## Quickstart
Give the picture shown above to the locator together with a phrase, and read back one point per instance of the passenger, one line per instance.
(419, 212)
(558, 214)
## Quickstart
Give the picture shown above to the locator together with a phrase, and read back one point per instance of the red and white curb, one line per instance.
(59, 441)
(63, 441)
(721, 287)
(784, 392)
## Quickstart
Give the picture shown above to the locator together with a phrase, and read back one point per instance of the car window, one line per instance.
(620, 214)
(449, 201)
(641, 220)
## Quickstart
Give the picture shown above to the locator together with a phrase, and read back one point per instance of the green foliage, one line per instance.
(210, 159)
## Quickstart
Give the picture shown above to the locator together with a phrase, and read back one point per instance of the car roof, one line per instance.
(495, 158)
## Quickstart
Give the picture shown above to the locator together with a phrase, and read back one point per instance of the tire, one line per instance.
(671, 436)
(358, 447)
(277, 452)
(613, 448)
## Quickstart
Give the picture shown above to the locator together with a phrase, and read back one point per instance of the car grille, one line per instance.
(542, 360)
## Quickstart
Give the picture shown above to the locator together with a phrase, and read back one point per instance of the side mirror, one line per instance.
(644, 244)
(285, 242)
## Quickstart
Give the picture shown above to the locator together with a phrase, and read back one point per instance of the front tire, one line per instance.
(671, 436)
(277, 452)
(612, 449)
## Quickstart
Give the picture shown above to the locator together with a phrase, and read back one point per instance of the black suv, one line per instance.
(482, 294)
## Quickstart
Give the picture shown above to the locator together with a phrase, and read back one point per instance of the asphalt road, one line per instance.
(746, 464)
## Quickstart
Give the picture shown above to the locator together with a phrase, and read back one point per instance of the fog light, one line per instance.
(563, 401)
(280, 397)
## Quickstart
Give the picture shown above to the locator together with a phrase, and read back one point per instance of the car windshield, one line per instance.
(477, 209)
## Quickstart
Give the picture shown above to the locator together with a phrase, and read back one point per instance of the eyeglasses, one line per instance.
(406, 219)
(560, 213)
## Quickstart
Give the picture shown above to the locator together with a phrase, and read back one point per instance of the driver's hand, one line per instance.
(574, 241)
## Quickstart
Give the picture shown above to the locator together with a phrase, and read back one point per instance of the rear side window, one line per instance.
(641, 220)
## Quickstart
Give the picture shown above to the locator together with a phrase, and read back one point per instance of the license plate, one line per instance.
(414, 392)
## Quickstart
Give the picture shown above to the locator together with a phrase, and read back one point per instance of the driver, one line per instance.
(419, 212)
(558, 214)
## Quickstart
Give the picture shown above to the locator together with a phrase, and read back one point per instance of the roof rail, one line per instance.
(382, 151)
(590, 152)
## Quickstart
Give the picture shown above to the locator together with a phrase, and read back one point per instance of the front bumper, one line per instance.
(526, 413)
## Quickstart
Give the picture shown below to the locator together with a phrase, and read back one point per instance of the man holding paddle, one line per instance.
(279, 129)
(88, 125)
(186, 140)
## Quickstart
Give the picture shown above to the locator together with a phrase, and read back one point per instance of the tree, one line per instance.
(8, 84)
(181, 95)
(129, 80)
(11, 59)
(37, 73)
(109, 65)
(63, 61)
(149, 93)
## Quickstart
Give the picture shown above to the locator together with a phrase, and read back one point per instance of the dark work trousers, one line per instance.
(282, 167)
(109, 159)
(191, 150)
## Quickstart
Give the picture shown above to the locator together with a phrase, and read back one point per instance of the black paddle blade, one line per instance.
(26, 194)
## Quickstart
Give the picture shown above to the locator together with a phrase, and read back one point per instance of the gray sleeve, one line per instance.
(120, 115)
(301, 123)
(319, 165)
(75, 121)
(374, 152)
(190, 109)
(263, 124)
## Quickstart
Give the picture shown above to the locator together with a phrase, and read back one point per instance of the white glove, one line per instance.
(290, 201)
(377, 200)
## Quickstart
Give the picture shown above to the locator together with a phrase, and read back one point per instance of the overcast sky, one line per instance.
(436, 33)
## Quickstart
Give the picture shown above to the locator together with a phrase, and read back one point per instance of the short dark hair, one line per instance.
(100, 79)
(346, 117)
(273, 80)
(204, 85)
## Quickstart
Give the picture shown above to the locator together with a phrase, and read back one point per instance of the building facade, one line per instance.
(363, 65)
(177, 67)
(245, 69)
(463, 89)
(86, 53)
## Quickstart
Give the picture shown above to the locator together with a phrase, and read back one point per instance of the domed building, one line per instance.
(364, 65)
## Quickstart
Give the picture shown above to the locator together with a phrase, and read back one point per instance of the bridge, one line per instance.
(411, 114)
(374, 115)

------------------------

*Work to be completed*
Restate the data above word for word.

*Expected output*
## Quickstart
Give the picture shown above to the locator together with a phrase, and read back one point per instance of the passenger, one line per instance.
(419, 212)
(558, 214)
## Quickstart
Give the picture shown above to the locator together with a phrase, and read back one point per instance of the red and white curb, one line per instance.
(59, 441)
(63, 441)
(721, 287)
(784, 392)
## Quickstart
Give the picture shown above to the locator together with a phrase, and read back one point per instance of the car window, one line per instance.
(620, 214)
(449, 201)
(641, 220)
## Quickstart
Give the picture shown above to the locator together with a phrase, and read back one point per instance of the green foliage, one line per instance.
(210, 159)
## Quickstart
Give the picture shown above to the locator together with a phrase, and read back one point per instance of the car roof, one line per instance.
(495, 158)
## Quickstart
Give the picture shown above to the locator together with a phrase, and read back one point per instance of the tire, one line per instance.
(671, 436)
(358, 447)
(277, 452)
(613, 448)
## Quickstart
Give the picture shown above to the locator together with a phrase, and read back one point per instance of the car grille, one line per instance.
(542, 360)
## Quickstart
Give the picture shown above to the locator together with a phrase, and read back one point per instance of the side mirror, one line per instance.
(644, 244)
(285, 242)
## Quickstart
Give the picture shown above to the locator together with a phrase, and read back one point per instance of the front tire, one line per instance.
(671, 436)
(277, 452)
(612, 449)
## Quickstart
Give the picture shown above to the locator together with a phrase, and read back one point per instance of the black suv, one line per instance.
(482, 294)
## Quickstart
Give the picture shown above to the locator together with a phrase, and read back one point per instance of the asphalt road, one line per instance.
(746, 464)
## Quickstart
Give the picture shown above to the locator together with a phrase, and read back one point per instance of the fog light, one line per instance.
(563, 401)
(280, 397)
## Quickstart
Give the picture shown above to the locator together with a phrase, and read back one point per instance of the car windshield, one line per instance.
(477, 209)
## Quickstart
Give the picture shown above to the locator together with a phrase, and read back one point per instance of the eyeglasses, one line per instance.
(406, 219)
(560, 213)
## Quickstart
Give the picture shown above to the locator together with a phrase, and read back one point per instance of the driver's hand, one line per instance.
(574, 241)
## Quickstart
Give the picture shown above to the locator together with a phrase, and read back one point per instance of the rear side window, one line per instance.
(641, 220)
## Quickstart
Give the picture shown above to the locator together with a phrase, and read back one point per instance of the license plate, one line per instance.
(414, 392)
## Quickstart
Give the picture shown above to the locator together with a phrase, and read back one point per instance of the driver, one line per instance.
(419, 212)
(558, 214)
## Quickstart
Give the picture shown above to the locator together with a phrase, and read back one point per instance of the roof rail, one line per instance.
(382, 151)
(590, 152)
## Quickstart
Give the picture shown above to the locator together with a phrase, and read back one point per instance of the front bumper, one line per instance.
(526, 413)
## Quickstart
Give the picture shown below to the locator together with a phrase, and read back one point per instance of the man holding paddle, one line per instance.
(279, 129)
(88, 125)
(186, 140)
## Quickstart
Give the picture shown above to the locator together with a phrase, and read back one point per instance of the tree, one line per instance.
(8, 84)
(181, 95)
(129, 80)
(11, 59)
(37, 73)
(109, 65)
(63, 61)
(149, 93)
## Quickstart
Give the picture shown above to the locator together with a phrase, and read back one point per instance of the dark work trousers, one line per instance.
(282, 167)
(109, 159)
(191, 150)
## Quickstart
Give the picture shown above to the locator together with a phrase, and read back one point per instance of the black paddle blade, one line per instance.
(26, 194)
## Quickstart
Give the picture shown above to the locator together with a phrase, and read back one point per instance of the gray sleeve, one line per instance.
(120, 115)
(301, 123)
(319, 165)
(75, 121)
(374, 152)
(190, 109)
(263, 124)
## Quickstart
Give the picture shown above to the locator together with a phrase, and read back one point per instance of the white glove, one line per instance.
(290, 201)
(377, 200)
## Quickstart
Give the picture shown above to the locator together with a phrase, and read back one point per instance of the overcast sky, one line per instance.
(436, 33)
## Quickstart
Give the picture shown above to the locator together with a phrase, and read back one point per instance of the short dark hair, one line per instance.
(100, 79)
(346, 117)
(273, 80)
(204, 85)
## Quickstart
Give the picture shown above to the locator together with a phrase, and read back one point per instance of the building facade, one line per instance.
(363, 65)
(177, 67)
(245, 69)
(463, 89)
(86, 53)
## Quickstart
Give the picture shown above to the locator together with a phrase, and read back one point per instance of the domed building, one line per instance.
(364, 65)
## Quickstart
Give the picture shown above to the locator together with a phrase, and read back one point per instance of the bridge, one line per instance.
(411, 114)
(374, 115)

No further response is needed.